== LIST OF TASKS ==
- A) In the summary of the paper on spiking neurons for scientific machine learning, which three model types have QIF dynamics embedded into them?
- B) Write the next part of the summary of the paper on spiking neurons for scientific machine learning, picking up after its final sentence.
(TEXT UNDER STUDY Opens)
From LIF to QIF: Toward Differentiable Spiking Neurons for Scientific Machine Learning
Ruyin Wan, George Em Karniadakis, Panos Stinis
TL;DR
This work addresses the challenge of training spiking neural networks for continuous regression and PDE solving by introducing Quadratic Integrate-and-Fire (QIF) neurons as differentiable alternatives to Leaky Integrate-and-Fire (LIF). By embedding QIF dynamics into MLPs, DeepONets, and PINNs and contrasting against LIF in both direct training and ANN-to-SNN conversion, the authors demonstrate that QIF enables smooth gradient propagation and reduces jagged, non-physical artifacts in predictions. Across function regression, operator learning, and PDE benchmarks, QIF-based models deliver smoother, more accurate results and robust optimization, highlighting the potential of differentiable spiking dynamics to bridge neuroscience-inspired computation with physics-informed and operator-learning frameworks. The findings suggest that QIF can facilitate more reliable, scalable, and energy-efficient spiking architectures suitable for SciML, with promising implications for neuromorphic hardware and large-scale, event-driven computation.
(TEXT UNDER STUDY Closes)
(STUDY MATERIAL Opens)
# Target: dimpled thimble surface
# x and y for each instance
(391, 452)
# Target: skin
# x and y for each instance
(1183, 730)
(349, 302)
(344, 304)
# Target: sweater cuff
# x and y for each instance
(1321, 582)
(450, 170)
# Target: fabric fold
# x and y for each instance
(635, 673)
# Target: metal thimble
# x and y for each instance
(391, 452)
(STUDY MATERIAL Closes)
== RESULTS ==
- A) MLPs, DeepONets, and PINNs.

- B)
Abstract
Spiking neural networks (SNNs) offer biologically inspired computation but remain underexplored for continuous regression tasks in scientific machine learning. In this work, we introduce and systematically evaluate Quadratic Integrate-and-Fire (QIF) neurons as an alternative to the conventional Leaky Integrate-and-Fire (LIF) model in both directly trained SNNs and ANN-to-SNN conversion frameworks. The QIF neuron exhibits smooth and differentiable spiking dynamics, enabling gradient-based training and stable optimization within architectures such as multilayer perceptrons (MLPs), Deep Operator Networks (DeepONets), and Physics-Informed Neural Networks (PINNs). Across benchmarks on function approximation, operator learning, and partial differential equation (PDE) solving, QIF-based networks yield smoother, more accurate, and more stable predictions than their LIF counterparts, which suffer from discontinuous time-step responses and jagged activation surfaces. These results position the QIF neuron as a computational bridge between spiking and continuous-valued deep learning, advancing the integration of neuroscience-inspired dynamics into physics-informed and operator-learning frameworks.